| Stated exercise 1 |
In the forum thread on testing nonlinearity, reproduce word for word everything from "I have been" down to "itself as well.".

| Passage to read |
'''

Testing nonlinearity in a MLM with xtmixed

Lee Star

Join Date: Mar 2016

Posts: 8
#1

Testing nonlinearity in a MLM with xtmixed

22 Mar 2016, 17:12

I have been searching high and low for a straightforward answer to this question: I am using xtmixed to run a three-level regression. I suspect my data might be non-linear. How can I test whether there is a non-linear effect in this case? If there IS a non-linear effect, how do I proceed?
Tags: None
Clyde Schechter

Join Date: Apr 2014

Posts: 30101
#2

22 Mar 2016, 17:45

"I suspect my data might be non-linear" can mean different things, that would call for different approaches. Tell us more and give a good description of the data itself as well.
Comment
Lee Star

Join Date: Mar 2016

Posts: 8
#3

23 Mar 2016, 10:32

Thank you for your response. There are theoretical reasons to believe that the relationship might be non-linear: I am testing whether exposure to violence (0-11 continuous scale, grand-mean centered in the model) predicts mental health problems and victimization by peers (each are 0-3 continuous scale). For example, above certain threshholds of violence, there may be a plateau in mental health problems. I would like to test whether this is the case with my data.

Additionally, my data is quite censored (Most students report 0-2 acts of violence). A residual plot shows sharp curves at either tail for my two outcome measures, which are both on a 0-3 scale (mental health problems and peer victimization). The qqplots of each outcome are attached. Log-transforming the violence measure does not improve the residual plots. I understand that I can use the robust estimator to adjust the SEs, but I am mostly concerned with testing the linearity of the relationship for theoretical reasons.

2 Photos
Comment
Clyde Schechter

Join Date: Apr 2014

Posts: 30101
#4

23 Mar 2016, 10:59

Well, even aside from considerations of non-linearity, I have questions about your mental health problems and victimization variables on a 0-3 continuous scale. Really continuous? As in there can be values like 0.17, and 2.43, etc.? If your outcome variables are actually just 0, 1, 2, 3 and you are treating them as if they were continuous, then it wouldn't surprise me all that match to see poor fit, and I would recommend using a different approach altogether: ordered logistic regression (-ologit- command).

'''

| Stated exercise 2 |
Report every line of the records that contains the word "dark", matching case exactly.

| Excerpted data |
'''

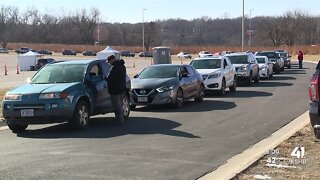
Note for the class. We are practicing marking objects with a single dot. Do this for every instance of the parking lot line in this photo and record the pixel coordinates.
(240, 162)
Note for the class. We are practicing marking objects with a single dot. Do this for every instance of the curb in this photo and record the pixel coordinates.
(242, 161)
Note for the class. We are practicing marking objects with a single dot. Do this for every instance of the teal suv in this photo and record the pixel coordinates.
(70, 91)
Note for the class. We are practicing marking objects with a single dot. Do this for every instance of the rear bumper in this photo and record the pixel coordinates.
(314, 113)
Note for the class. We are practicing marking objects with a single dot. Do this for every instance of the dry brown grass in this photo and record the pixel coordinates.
(2, 93)
(310, 50)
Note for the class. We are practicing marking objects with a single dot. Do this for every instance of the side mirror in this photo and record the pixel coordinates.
(185, 74)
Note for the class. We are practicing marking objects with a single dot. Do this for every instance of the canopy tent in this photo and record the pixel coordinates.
(108, 51)
(27, 60)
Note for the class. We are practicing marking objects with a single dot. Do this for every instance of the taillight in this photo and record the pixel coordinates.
(313, 88)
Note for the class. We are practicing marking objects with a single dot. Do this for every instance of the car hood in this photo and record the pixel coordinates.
(239, 65)
(151, 83)
(41, 88)
(209, 71)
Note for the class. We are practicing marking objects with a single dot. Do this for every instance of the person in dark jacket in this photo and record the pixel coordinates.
(300, 58)
(116, 80)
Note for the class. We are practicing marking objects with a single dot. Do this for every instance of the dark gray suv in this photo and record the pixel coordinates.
(246, 66)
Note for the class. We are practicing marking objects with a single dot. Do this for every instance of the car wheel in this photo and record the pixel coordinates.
(222, 91)
(257, 78)
(17, 127)
(233, 88)
(126, 106)
(200, 95)
(179, 99)
(250, 79)
(81, 115)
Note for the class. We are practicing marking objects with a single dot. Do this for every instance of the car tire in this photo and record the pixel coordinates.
(17, 127)
(126, 106)
(179, 99)
(200, 94)
(222, 91)
(81, 115)
(233, 88)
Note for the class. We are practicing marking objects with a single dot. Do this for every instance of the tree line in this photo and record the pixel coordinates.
(85, 27)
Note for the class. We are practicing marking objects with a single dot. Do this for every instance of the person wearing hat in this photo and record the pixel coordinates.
(116, 80)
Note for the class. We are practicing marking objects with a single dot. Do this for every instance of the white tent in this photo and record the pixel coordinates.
(108, 51)
(26, 60)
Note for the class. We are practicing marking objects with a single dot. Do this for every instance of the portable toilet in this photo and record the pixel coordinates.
(161, 55)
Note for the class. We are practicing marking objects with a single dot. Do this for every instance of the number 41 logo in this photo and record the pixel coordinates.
(298, 152)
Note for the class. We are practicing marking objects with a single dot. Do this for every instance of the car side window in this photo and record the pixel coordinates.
(190, 70)
(95, 70)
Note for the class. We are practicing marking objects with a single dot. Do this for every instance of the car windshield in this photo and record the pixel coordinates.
(261, 60)
(59, 73)
(239, 59)
(206, 64)
(268, 54)
(283, 54)
(159, 72)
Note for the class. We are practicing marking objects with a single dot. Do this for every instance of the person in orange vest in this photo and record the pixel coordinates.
(300, 58)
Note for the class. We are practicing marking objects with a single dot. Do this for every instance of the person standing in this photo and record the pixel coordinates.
(116, 80)
(300, 58)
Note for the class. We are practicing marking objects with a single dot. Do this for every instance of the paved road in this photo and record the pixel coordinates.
(158, 143)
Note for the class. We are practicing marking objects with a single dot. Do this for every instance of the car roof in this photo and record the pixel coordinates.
(78, 61)
(208, 58)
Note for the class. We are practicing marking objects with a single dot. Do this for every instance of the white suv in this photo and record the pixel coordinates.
(205, 54)
(218, 73)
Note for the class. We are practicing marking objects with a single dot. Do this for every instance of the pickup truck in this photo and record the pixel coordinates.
(314, 102)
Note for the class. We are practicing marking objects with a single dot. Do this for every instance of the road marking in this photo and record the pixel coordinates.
(4, 128)
(242, 161)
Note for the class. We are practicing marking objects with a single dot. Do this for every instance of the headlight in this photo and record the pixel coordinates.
(165, 88)
(53, 95)
(214, 76)
(16, 97)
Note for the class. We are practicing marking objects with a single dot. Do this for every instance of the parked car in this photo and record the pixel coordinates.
(265, 67)
(218, 73)
(314, 102)
(205, 54)
(42, 62)
(167, 84)
(3, 50)
(69, 91)
(286, 57)
(44, 51)
(24, 50)
(89, 53)
(275, 58)
(127, 53)
(246, 66)
(145, 54)
(184, 55)
(69, 52)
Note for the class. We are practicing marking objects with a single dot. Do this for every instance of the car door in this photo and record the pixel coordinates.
(227, 71)
(100, 89)
(194, 86)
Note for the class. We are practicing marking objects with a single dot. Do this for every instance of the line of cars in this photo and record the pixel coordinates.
(73, 91)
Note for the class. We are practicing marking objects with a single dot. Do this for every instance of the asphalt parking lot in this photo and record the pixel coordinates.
(158, 143)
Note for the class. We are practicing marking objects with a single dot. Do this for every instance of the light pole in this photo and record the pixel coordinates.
(143, 29)
(242, 32)
(250, 30)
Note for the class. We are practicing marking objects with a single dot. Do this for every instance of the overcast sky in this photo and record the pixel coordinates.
(130, 11)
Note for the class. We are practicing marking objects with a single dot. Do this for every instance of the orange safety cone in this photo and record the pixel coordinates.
(18, 69)
(5, 70)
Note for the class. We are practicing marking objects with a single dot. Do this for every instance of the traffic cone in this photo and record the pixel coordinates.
(5, 70)
(18, 69)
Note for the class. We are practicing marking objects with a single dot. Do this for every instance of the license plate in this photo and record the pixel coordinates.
(142, 99)
(27, 113)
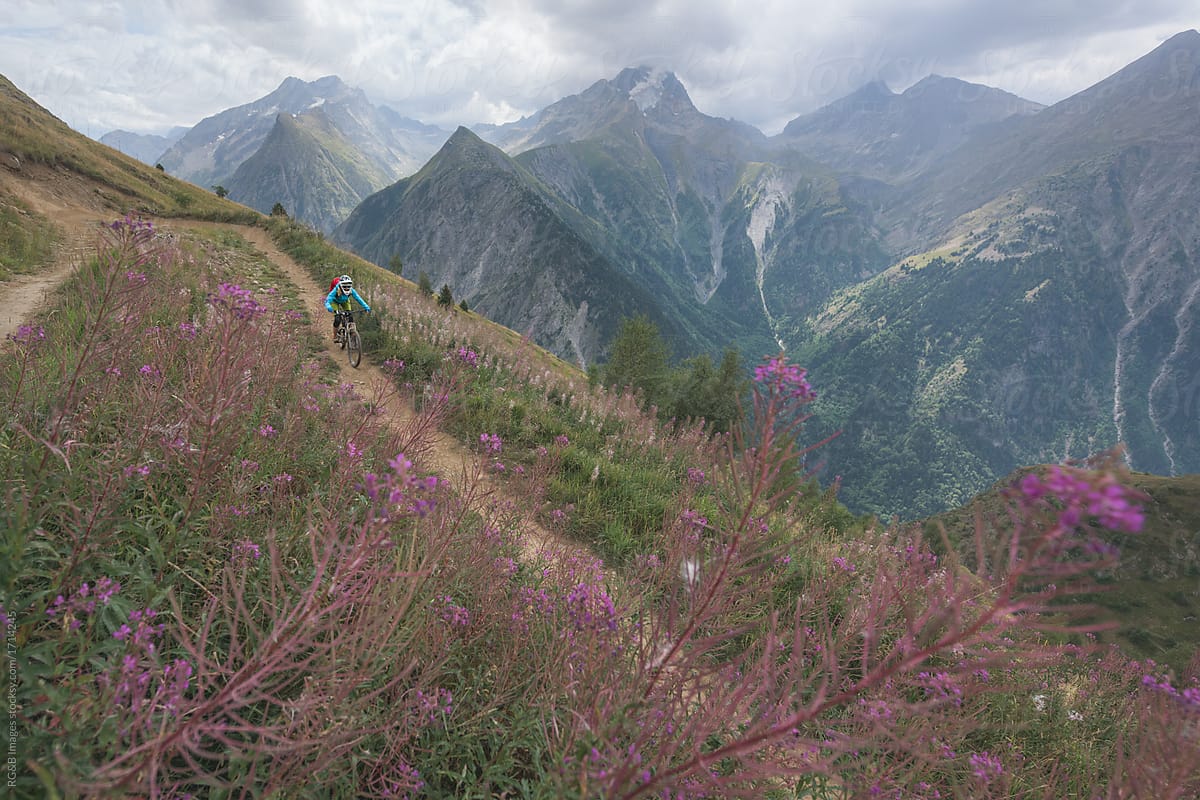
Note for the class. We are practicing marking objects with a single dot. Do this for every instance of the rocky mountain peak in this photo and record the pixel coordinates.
(652, 88)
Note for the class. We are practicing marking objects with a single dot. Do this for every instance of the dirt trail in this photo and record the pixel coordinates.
(448, 457)
(81, 217)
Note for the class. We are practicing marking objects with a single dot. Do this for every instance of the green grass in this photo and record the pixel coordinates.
(27, 239)
(1155, 591)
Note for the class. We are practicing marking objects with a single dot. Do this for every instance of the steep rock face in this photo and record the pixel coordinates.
(144, 146)
(519, 264)
(1151, 101)
(879, 133)
(991, 287)
(306, 166)
(211, 151)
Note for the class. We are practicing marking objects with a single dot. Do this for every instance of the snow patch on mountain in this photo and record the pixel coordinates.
(648, 91)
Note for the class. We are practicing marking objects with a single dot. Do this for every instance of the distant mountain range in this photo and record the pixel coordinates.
(145, 148)
(975, 281)
(318, 148)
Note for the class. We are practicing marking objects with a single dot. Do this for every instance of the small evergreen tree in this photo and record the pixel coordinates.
(639, 358)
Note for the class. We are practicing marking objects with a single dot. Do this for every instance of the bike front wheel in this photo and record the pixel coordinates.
(353, 348)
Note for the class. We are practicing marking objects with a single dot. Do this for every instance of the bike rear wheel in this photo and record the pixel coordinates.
(353, 348)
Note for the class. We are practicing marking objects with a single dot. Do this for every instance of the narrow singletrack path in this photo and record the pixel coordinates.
(81, 217)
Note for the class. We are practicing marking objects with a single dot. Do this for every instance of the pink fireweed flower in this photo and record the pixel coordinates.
(784, 378)
(28, 335)
(589, 607)
(941, 685)
(468, 356)
(1081, 495)
(83, 602)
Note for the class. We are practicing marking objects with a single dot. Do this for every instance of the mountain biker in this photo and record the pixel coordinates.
(339, 299)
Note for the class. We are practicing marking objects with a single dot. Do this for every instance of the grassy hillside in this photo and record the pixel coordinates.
(1155, 590)
(35, 137)
(223, 572)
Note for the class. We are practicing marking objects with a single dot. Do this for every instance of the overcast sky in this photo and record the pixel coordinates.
(148, 65)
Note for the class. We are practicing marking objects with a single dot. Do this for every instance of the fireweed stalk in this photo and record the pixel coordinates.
(729, 697)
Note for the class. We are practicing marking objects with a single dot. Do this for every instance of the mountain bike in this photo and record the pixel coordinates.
(348, 337)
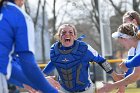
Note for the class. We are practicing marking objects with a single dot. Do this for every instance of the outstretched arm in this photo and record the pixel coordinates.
(33, 72)
(127, 80)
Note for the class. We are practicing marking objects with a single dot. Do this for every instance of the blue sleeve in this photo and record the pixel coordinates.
(15, 82)
(49, 68)
(129, 71)
(18, 74)
(134, 62)
(33, 73)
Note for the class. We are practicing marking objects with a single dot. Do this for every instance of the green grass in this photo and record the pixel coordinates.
(131, 88)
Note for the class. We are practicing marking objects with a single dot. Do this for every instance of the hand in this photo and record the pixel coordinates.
(53, 82)
(116, 76)
(30, 89)
(121, 89)
(106, 88)
(123, 67)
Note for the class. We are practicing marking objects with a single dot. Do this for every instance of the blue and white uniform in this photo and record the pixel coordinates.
(72, 64)
(17, 32)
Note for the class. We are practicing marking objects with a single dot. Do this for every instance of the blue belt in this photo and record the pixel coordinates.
(83, 89)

'''

| Written reply 1 |
I have been searching high and low for a straightforward answer to this question: I am using xtmixed to run a three-level regression. I suspect my data might be non-linear. How can I test whether there is a non-linear effect in this case? If there IS a non-linear effect, how do I proceed?
Tags: None
Clyde Schechter

Join Date: Apr 2014

Posts: 30101
#2

22 Mar 2016, 17:45

"I suspect my data might be non-linear" can mean different things, that would call for different approaches. Tell us more and give a good description of the data itself as well.

| Written reply 2 |
Note for the class. We are practicing marking objects with a single dot. Do this for every instance of the person in dark jacket in this photo and record the pixel coordinates.
Note for the class. We are practicing marking objects with a single dot. Do this for every instance of the dark gray suv in this photo and record the pixel coordinates.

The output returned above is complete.